▶ **TASK TO CARRY OUT**:
Count how many lines in the following data hold the word "below". Your answer is the number and nothing else.

▶ **Referring expression pointing data**:
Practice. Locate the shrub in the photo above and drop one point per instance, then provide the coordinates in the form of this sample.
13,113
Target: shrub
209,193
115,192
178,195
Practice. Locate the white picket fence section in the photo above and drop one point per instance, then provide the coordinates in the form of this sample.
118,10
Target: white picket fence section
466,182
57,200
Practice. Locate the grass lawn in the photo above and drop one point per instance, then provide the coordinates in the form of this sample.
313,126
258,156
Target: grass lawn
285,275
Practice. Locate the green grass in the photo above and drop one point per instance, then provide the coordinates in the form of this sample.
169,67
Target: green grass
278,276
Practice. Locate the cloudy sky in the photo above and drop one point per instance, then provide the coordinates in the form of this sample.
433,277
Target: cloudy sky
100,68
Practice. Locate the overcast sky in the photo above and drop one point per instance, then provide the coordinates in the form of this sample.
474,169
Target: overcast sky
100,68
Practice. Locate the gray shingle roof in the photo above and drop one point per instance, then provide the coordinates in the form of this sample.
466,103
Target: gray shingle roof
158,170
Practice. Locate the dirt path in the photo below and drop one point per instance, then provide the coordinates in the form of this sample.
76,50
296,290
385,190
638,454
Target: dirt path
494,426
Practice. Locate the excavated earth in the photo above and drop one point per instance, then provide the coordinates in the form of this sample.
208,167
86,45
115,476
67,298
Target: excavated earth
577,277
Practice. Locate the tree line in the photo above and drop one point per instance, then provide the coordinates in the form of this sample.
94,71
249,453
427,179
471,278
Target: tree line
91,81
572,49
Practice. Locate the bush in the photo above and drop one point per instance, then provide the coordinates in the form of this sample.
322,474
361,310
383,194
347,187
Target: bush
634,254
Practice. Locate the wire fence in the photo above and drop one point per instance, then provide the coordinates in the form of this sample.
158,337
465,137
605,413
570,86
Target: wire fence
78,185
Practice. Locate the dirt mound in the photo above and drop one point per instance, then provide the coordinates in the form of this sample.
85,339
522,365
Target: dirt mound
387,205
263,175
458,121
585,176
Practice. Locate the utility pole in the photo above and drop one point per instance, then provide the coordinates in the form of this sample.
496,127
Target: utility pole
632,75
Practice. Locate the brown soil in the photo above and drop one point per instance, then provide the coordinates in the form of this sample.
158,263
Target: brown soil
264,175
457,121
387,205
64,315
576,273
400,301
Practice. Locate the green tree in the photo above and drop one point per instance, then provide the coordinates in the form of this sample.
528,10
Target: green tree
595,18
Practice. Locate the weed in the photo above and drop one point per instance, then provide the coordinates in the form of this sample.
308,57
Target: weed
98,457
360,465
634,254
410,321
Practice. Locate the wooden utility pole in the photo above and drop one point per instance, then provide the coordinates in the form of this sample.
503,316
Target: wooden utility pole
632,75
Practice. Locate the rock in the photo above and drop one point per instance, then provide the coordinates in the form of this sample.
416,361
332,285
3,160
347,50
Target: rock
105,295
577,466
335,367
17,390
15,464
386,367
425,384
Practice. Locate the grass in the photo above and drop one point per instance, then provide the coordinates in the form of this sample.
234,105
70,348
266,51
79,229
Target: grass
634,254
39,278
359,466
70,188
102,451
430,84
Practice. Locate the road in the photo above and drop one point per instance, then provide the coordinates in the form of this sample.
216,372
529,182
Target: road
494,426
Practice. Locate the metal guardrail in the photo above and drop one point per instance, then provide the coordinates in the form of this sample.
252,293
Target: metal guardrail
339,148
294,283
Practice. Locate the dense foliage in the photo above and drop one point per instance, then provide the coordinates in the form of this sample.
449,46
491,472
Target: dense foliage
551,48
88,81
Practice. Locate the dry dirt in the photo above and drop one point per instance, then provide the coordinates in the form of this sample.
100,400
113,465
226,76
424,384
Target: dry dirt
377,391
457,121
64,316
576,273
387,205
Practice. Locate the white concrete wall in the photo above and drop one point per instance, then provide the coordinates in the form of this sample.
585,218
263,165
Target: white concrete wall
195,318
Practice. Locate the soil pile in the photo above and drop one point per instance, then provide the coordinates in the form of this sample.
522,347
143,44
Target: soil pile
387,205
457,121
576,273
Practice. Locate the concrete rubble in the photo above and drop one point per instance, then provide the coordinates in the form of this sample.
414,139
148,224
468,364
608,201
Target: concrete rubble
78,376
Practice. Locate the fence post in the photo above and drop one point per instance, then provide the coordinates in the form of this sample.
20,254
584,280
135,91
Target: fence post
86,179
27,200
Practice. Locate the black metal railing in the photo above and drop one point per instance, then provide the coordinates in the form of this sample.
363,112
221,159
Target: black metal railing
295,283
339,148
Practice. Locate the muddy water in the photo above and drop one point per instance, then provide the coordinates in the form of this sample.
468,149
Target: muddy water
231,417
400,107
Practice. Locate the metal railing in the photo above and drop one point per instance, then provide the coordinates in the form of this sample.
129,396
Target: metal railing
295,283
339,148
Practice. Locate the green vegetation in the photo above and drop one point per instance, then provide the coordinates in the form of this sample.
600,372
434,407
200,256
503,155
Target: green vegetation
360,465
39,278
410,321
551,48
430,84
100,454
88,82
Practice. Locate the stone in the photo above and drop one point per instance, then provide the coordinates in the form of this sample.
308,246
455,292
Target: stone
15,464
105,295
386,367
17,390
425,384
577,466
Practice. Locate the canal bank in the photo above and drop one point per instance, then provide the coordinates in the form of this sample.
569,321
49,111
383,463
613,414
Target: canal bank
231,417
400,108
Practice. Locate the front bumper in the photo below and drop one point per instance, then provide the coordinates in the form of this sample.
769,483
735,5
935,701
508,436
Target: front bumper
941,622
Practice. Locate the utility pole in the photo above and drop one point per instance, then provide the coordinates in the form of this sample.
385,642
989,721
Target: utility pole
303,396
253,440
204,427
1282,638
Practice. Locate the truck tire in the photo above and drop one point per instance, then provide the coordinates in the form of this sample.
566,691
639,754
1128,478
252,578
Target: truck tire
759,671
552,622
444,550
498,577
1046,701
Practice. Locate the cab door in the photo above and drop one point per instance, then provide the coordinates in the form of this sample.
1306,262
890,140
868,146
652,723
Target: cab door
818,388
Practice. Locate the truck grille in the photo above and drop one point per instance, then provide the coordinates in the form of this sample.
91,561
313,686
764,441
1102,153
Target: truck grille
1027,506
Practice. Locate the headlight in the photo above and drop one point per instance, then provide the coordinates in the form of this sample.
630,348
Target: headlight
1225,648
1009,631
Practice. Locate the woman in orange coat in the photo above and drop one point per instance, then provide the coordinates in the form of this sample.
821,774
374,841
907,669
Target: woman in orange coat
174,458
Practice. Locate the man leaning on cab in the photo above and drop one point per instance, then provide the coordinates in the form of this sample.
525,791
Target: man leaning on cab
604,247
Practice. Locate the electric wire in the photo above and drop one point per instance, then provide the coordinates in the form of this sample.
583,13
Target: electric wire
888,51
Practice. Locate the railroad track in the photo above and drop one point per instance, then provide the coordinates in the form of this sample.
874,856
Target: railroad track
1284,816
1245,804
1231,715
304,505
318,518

▶ **YOUR SOLUTION**:
2